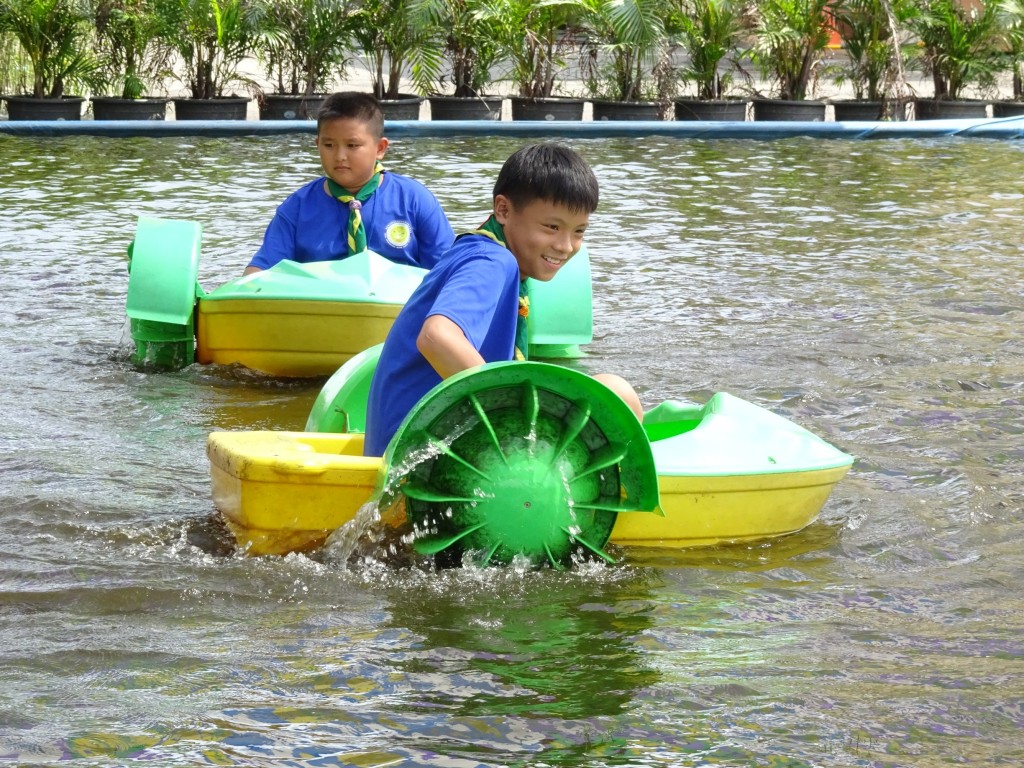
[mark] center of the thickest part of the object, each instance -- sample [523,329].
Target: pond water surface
[869,291]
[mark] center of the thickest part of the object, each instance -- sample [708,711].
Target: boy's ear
[502,207]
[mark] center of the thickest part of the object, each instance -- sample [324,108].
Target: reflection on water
[869,291]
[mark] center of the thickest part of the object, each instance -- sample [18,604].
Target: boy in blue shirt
[357,205]
[467,310]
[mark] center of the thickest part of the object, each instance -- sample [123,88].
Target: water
[870,291]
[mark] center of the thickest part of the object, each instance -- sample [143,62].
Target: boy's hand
[445,346]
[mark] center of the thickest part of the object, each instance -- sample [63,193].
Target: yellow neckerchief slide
[356,231]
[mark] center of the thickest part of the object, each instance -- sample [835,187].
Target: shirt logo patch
[398,233]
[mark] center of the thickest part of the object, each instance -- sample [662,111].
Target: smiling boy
[467,310]
[356,205]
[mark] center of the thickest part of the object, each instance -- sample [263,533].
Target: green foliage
[792,36]
[212,37]
[534,37]
[53,36]
[1012,15]
[393,35]
[303,43]
[958,46]
[462,44]
[708,31]
[14,69]
[131,45]
[624,41]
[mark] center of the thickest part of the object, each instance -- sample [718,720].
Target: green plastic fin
[561,310]
[341,404]
[163,271]
[519,459]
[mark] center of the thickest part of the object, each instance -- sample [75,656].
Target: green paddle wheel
[518,460]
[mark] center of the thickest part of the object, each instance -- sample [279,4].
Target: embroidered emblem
[398,233]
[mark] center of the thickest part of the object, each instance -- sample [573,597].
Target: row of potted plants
[626,51]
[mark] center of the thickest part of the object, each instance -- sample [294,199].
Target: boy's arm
[445,346]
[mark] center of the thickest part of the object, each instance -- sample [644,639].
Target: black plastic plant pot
[857,110]
[547,109]
[514,460]
[785,110]
[227,108]
[29,108]
[626,110]
[1008,109]
[402,107]
[289,107]
[465,108]
[725,109]
[108,108]
[939,109]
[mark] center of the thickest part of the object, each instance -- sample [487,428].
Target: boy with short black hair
[356,205]
[470,309]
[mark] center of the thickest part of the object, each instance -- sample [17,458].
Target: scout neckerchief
[492,228]
[356,231]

════════════════════

### Task prompt
Word for word, restate only the lines from the one containing "Target: green foliage" through the last line of the entries, with both ends kept.

### Answer
Target: green foliage
[792,36]
[212,37]
[534,37]
[53,36]
[1012,15]
[393,35]
[303,43]
[958,46]
[462,44]
[708,31]
[14,69]
[131,45]
[624,41]
[mark] center of the thickest part of the object, each instance -- sample [718,720].
Target: green plastic fin
[561,310]
[341,404]
[163,271]
[519,459]
[mark] center of the thickest part of the object, each instance -- sample [75,656].
Target: green paddle wheel
[518,460]
[mark] center of the thickest part of the object, each instance -- sample [279,4].
Target: embroidered emblem
[398,233]
[mark] center of the thickest part of the object, each instance -- sample [573,597].
Target: row of potted plants
[626,51]
[mark] center of the thickest part of the object, each instance -- sample [294,199].
Target: boy's arm
[445,346]
[mark] center of the thickest part of the object, each instance -- sample [644,639].
Target: black plastic plant pot
[857,110]
[547,109]
[514,460]
[785,110]
[227,108]
[29,108]
[626,110]
[1008,109]
[402,107]
[289,107]
[465,108]
[725,109]
[108,108]
[939,109]
[mark] center of the thickest part of the object, each instance -- sample [487,428].
Target: boy with short black hair
[356,205]
[470,309]
[mark] center of the thickest part of the object, each instance -- sample [17,458].
Target: scout neckerchief
[492,228]
[356,231]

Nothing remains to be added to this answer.